= Required action =
Return every record in full. Match each one exactly.

***

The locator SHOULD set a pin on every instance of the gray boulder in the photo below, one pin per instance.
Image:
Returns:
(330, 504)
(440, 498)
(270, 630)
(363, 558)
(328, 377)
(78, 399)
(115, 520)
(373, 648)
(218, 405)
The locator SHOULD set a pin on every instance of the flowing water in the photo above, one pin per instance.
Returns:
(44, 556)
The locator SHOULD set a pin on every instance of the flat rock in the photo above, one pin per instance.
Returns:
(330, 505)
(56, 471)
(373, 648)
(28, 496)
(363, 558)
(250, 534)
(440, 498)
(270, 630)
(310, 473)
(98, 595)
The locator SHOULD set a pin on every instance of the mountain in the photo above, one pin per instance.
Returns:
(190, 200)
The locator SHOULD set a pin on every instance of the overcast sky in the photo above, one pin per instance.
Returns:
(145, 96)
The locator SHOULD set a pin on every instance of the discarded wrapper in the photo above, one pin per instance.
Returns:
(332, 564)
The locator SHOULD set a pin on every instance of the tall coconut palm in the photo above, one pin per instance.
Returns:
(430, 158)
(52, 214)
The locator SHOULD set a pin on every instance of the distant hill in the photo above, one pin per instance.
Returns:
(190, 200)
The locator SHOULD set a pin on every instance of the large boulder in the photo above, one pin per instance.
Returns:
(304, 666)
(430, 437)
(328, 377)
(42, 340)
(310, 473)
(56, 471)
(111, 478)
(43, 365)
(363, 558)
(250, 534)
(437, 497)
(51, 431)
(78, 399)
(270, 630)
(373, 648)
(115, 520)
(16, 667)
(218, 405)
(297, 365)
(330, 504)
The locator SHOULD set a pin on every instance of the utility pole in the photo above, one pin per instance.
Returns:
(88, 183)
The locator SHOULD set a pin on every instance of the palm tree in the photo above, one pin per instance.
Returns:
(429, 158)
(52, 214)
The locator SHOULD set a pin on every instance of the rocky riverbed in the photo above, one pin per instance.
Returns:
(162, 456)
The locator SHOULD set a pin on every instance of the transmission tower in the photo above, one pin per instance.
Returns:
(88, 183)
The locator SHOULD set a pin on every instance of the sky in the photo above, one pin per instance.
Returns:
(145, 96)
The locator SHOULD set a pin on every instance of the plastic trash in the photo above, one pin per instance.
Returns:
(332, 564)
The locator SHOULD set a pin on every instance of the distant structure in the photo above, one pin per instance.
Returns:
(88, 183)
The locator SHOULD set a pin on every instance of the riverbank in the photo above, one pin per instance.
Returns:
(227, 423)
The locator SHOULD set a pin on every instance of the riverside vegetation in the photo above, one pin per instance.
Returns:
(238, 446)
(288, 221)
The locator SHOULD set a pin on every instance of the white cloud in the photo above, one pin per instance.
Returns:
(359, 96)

***

= Answer box =
The locator SHOULD set a pin on every instance of the gray boulder in the photo below, one pin per instance.
Image:
Returns:
(330, 504)
(440, 498)
(270, 630)
(363, 558)
(328, 377)
(78, 399)
(115, 520)
(373, 648)
(218, 405)
The locator SHOULD set a pin on every instance of the flowing water in the photo above, one pin per instance.
Returns:
(44, 556)
The locator SHOULD set a pin on every instance of the flat rock in the photo above, one pin per instance.
Returns:
(330, 505)
(56, 471)
(373, 648)
(28, 496)
(363, 558)
(250, 534)
(440, 498)
(270, 630)
(310, 473)
(98, 595)
The locator SHOULD set a pin on every instance of the mountain in the photo above, one pin per instance.
Returns:
(190, 200)
The locator SHOULD set a pin on every instance of the overcast sky in the photo above, one pin per instance.
Returns:
(145, 96)
The locator SHOULD set a pin on every instance of the discarded wrapper in the photo above, one pin per instance.
Returns:
(332, 564)
The locator SHOULD set a pin on every instance of the tall coconut palm in the photo above, one pin per instance.
Returns:
(430, 158)
(52, 214)
The locator SHOULD set a pin on every instance of the distant hill in the photo above, one pin per instance.
Returns:
(190, 200)
The locator SHOULD set a pin on every instance of the large boulder in the photo above, one pin per instance.
Returns:
(304, 666)
(430, 437)
(328, 377)
(42, 340)
(310, 473)
(56, 471)
(111, 478)
(43, 365)
(363, 558)
(250, 534)
(437, 497)
(51, 431)
(78, 399)
(270, 630)
(373, 648)
(115, 520)
(16, 667)
(218, 405)
(297, 365)
(330, 504)
The locator SHOULD set a pin on every instance of the utility pole in the photo above, one pin per instance.
Returns:
(88, 183)
The locator SHOULD set a pin on every instance of the palm tree in the photo above, one pin per instance.
Returns:
(429, 158)
(52, 214)
The locator SHOULD set a pin on every instance of the rocky riverbed in the photo above, one pin per instance.
Returns:
(162, 456)
The locator SHOULD set a pin on every instance of the transmission tower in the photo above, one pin per instance.
Returns:
(88, 183)
The locator SHOULD set a pin on every instance of the sky in the photo above, one pin per instance.
Returns:
(145, 96)
The locator SHOULD set a pin on every instance of the plastic trash in the photo above, one pin per instance.
Returns:
(332, 564)
The locator SHOULD set a pin on every instance of the distant structure in the photo above, one pin per instance.
Returns:
(88, 183)
The locator SHOULD set a pin on every instance of the riverbank in the photo above, one pin per instance.
Returns:
(227, 423)
The locator SHOULD set a pin on every instance of the riverside vegetation in the photo above, one pin per instance.
Returns:
(238, 446)
(288, 221)
The locator SHOULD set a pin on every instance of the white cloud in the photo above, one pin per instance.
Returns:
(359, 96)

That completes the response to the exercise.